** EXTRACTED RECORDS **

===============

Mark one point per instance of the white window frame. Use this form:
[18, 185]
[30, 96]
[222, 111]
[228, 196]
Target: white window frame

===============

** TASK OBJECTIVE **
Quote all of the entries above word for word, line by line.

** RESPONSE **
Mark one point per instance of the white window frame. Use this form:
[18, 185]
[30, 96]
[222, 111]
[228, 196]
Target: white window frame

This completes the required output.